Выбранный отрывок >>
#####

Но друзья видели его иначе. Вот в каких словах Жозефен Пеладан описывает его наружность:

«Он гордо вздымался на дыбы, вытягивался в дугу, выставлял грудь и выгибался, как геральдический зверь. Грация мужественная и мощная, но в то же время гибкая, тонкая и нежная грация преображала этого корсара в изысканного царедворца. Глядя на его бронзовый бюст в Люксембургском музее, хочется сказать: „Вот голова, созданная для шлема“. Нет! Эта голова сама была шлемом, и это надменное, к устам от чела спускающееся презрение было подобно забралу, скрывающему от мира стыдливость раненой души. Оденьте его в кольчугу, и это будет второй Пандольфо Малатеста, один из кондотьеров диких и утонченных, которые резали без жалости и способны были от восторга плакать над чертежами Леоне Баттиста Альберти».

Обвинение в неискренности висело всю жизнь над Барбэ д'Оревильи; но понятие искренности одно из наименее точно определимых понятий нашего языка, и, обычно, мы делаем ошибку, смешивая его с понятием невинности. Твердо зная, что «невинность как василиск умирает, когда увидит себя в зеркале», свойство это мы бессознательно переносим на искренность, признавая вне подозрений искренними лишь те слова и жесты, которые совершены в самозабвенном порыве. Там же, где слову предшествует мечта о нем, а к жесту примешано созерцание его как исторического явления, там неизбежно является сомнение в искренности человека. Но у людей, живущих мечтой, мыслящих словом и чувствующих именами, корни реальностей чаще растут из фантазии, чем из действительности. В этом случае слова «искренность», «игра» не применимы совершенно. Барбэ д'Оревильи «создал поэму из своей личности».

#####

Исходные данные >>
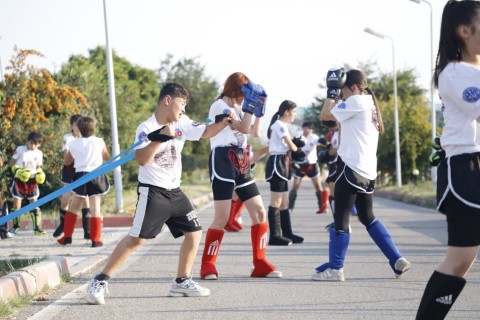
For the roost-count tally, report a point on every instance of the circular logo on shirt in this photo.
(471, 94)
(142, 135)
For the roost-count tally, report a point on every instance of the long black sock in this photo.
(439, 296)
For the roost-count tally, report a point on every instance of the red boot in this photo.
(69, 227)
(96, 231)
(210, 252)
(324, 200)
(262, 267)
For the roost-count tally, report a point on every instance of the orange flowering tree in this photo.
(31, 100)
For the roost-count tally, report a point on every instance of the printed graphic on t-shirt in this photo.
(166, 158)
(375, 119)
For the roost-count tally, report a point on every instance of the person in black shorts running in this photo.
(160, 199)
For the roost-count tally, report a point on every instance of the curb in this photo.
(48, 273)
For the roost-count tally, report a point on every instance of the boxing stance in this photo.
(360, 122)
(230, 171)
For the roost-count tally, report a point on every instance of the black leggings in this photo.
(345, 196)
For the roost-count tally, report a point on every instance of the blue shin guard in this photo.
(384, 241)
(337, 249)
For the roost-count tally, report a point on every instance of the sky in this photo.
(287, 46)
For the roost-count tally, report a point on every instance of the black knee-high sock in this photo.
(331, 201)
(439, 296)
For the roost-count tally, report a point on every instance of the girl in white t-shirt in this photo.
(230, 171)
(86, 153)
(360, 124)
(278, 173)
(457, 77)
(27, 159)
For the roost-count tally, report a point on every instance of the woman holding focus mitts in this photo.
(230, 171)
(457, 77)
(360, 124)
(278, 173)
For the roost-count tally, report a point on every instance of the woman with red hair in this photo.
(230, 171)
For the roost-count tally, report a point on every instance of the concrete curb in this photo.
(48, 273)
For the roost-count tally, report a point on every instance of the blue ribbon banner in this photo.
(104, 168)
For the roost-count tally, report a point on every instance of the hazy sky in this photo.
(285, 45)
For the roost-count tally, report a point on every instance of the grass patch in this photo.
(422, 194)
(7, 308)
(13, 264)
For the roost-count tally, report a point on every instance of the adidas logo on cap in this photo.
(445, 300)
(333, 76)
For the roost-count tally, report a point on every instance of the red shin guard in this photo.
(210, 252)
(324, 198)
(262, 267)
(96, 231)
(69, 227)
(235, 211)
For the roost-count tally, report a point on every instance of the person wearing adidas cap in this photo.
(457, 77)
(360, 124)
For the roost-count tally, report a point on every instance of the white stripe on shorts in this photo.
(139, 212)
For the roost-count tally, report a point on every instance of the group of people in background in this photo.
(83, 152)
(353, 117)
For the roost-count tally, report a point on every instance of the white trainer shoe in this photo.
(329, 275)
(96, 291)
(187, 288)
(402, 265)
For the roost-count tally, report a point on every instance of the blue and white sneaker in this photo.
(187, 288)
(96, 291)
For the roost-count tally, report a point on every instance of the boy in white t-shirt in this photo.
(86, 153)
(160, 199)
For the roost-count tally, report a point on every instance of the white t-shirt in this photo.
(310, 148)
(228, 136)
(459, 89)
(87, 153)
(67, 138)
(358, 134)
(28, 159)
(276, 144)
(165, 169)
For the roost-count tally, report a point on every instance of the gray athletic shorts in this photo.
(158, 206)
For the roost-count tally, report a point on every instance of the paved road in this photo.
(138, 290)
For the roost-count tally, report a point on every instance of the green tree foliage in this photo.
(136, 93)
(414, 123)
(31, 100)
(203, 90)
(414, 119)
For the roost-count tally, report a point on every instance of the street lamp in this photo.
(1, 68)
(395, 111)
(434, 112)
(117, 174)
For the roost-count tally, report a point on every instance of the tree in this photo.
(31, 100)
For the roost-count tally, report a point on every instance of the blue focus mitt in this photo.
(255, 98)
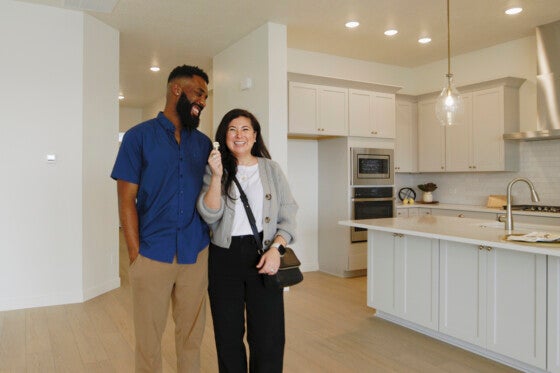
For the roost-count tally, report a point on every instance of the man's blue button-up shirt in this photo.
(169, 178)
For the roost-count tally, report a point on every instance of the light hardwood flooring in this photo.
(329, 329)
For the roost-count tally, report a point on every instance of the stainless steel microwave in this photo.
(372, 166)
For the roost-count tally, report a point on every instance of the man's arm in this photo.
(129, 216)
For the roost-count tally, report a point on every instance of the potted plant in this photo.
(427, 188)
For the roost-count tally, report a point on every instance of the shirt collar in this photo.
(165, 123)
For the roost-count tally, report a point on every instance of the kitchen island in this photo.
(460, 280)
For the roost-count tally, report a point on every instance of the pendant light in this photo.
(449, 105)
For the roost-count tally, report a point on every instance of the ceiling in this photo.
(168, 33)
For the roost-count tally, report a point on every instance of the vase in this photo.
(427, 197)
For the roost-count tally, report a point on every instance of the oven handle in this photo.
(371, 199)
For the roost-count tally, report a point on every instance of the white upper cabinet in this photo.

#####

Условия заданий >>
(A) В каком музее, согласно отрывку о Барбэ д'Оревильи, находится его бронзовый бюст?
(B) Приведите продолжение отрывка о Барбэ д'Оревильи, начиная сразу после его последнего предложения.
Данные для выполнения заданий не понадобятся.

Ответы к задачам >>
(A) В Люксембургском музее.

(B)
Он познал конечные и несовместимые противоречия своей природы и принял их и обоготворил их в высшем слиянии, которое не было понятно случайным свидетелям отдельных мигов его бытия. Из глубоких исторических несовместимостей, таившихся у него в крови, он создал цельную и законченную жизнь. Верующий католик, он был непримиримым индивидуалистом, убежденный монархист, он пламенел всю жизнь духом мятежа, ожесточенный ненавистник революции, он обладал темпераментом истинного революционера. «Католицизм – это познание добра и зла. Будем же мощны, широки и щедры, как вечная истина». Таков был его католицизм, и думается, что ни Ницше, ни Бакунин не отказали бы подписаться под такой формулой.

«Нет свободы, – говорит Вилье де Лиль-Адан, – существует только освобождение». Поэтому тот, кто рожден мятежником, всегда бунтует против торжествующей силы, какова бы она ни была. Если имя этой силе – Король, он бунтует против короля, а в эпохи владычества народа он бунтует против народа. В средние века он будет еретиком, а в век материализма станет католиком. Его девиз – «один против всех». Его борьба героична и напрасна. Он не пойдет туда, где он рискует быть увенчанным дешевыми лаврами площадного триумфа.

Таков был Барбэ. Пока его мир был заключен в родительском доме, он был республиканцем, когда же горизонт расширился и он понял, что торжествующая сила – материализм, то он вернулся к вере своих отцов – к королю и к церкви, в них познав истинных мятежников против века. В его груди жило «не сердце пошлого триумфатора с глазами, пламенеющими наглостью, а гордое сердце побежденного, переполненное пеплом печали».

Поэтому на печати своей он написал слова гордые и грустные: «То late» – «Слишком поздно!», поэтому он любил повторять слова Моисея Альфреда де Виньи: «Господи! Ты создал меня сильным и одиноким!».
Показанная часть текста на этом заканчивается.